TEXTO EXTRAÍDO:
"""
Não há acomodação democrática possível em uma sociedade com um acerto de contas tão explosivo, se não for através de uma repactuação efetiva do desenvolvimento com a democracia social.
É tudo o que as elites corsárias querem impedir com a tutela sobre o voto popular em outubro.
Exigir que o PT indique um candidato alternativo a Lula de modo a legitimar a obra dos coveiros da nação é a mensagem diuturna do aparato midiático e de seus colunistas isentos.
O indefectível Merval Pereira, de O Globo, apresenta-se regularmente como um analista preocupado com a renovação da esquerda’, que ‘o Lula’ bloqueia. O historicamente maleável Elio Gaspari empresta linhas aos ‘ressentidos’, porque ‘o Lula’, sempre ele, coloca o interesse pessoal ‘à frente dos do partido’.
São manifestações comoventes. Uma gente desinteressada irradia grandeza em hora tão difícil da esquerda nacional.
A verdade, porém, é que para eleger um presidente dos mercados hoje, no Brasil, a condição sine qua non é calar a única voz capaz daquilo que a Globo gostaria de fazer sozinha, mas não consegue: falar e ser ouvida pelo povo brasileiro.
"""
OBJETIVOS:
**A.** Liste todas as pessoas citadas pelo nome no texto extraído.
**B.** Responda com base no texto extraído:
(i) Em que mês acontece o voto popular mencionado?
(ii) De qual veículo é Merval Pereira?
(iii) Segundo o que Elio Gaspari atribui a Lula, o que ele coloca à frente dos interesses do partido?
Os registros não têm nenhuma relação com esta parte.

DADOS FORNECIDOS:
"""
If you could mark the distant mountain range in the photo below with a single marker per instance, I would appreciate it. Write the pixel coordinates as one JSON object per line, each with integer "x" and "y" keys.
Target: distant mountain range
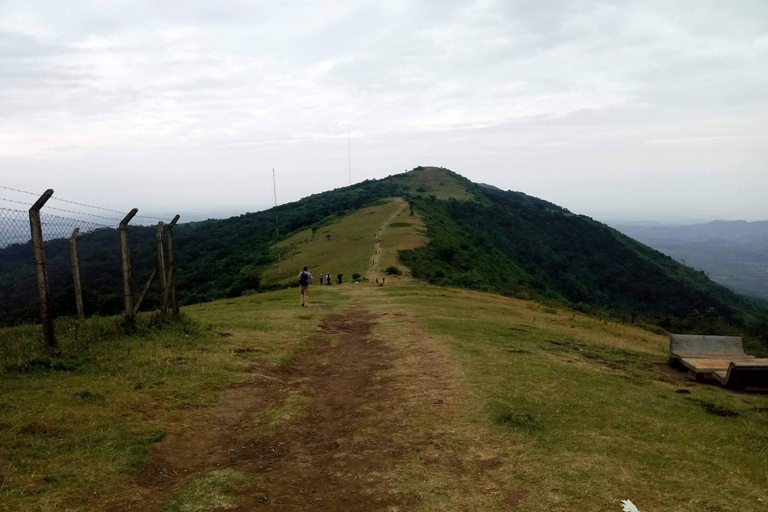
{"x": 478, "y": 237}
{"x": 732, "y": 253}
"""
"""
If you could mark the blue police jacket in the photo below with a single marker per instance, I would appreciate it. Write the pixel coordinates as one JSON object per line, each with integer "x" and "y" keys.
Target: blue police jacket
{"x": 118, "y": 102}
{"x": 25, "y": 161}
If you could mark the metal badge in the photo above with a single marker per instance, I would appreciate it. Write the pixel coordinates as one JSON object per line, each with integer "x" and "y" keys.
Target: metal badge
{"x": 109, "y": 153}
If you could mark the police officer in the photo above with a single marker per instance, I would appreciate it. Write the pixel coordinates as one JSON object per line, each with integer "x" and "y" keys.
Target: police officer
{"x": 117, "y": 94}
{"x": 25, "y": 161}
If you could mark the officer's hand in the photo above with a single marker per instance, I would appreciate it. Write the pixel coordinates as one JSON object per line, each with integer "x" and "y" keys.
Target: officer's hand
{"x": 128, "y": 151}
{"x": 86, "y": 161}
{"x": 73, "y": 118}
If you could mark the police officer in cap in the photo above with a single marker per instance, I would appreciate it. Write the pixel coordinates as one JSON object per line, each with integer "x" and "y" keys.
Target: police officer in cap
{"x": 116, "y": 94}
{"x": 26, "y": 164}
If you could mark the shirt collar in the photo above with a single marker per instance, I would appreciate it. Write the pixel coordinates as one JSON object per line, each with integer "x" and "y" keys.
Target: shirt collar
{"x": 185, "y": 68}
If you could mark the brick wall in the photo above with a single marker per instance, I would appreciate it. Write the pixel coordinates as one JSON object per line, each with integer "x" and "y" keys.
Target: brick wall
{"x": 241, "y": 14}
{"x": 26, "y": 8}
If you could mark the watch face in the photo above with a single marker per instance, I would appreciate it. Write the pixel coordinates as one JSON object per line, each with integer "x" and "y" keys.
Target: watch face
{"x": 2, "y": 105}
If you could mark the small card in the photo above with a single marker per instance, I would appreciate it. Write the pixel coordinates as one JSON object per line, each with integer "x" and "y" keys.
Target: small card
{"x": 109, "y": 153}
"""
RESPOSTAS COMPLETAS:
**A.** Lula, Merval Pereira e Elio Gaspari.

**B.**
(i) Em outubro.
(ii) De O Globo.
(iii) O interesse pessoal.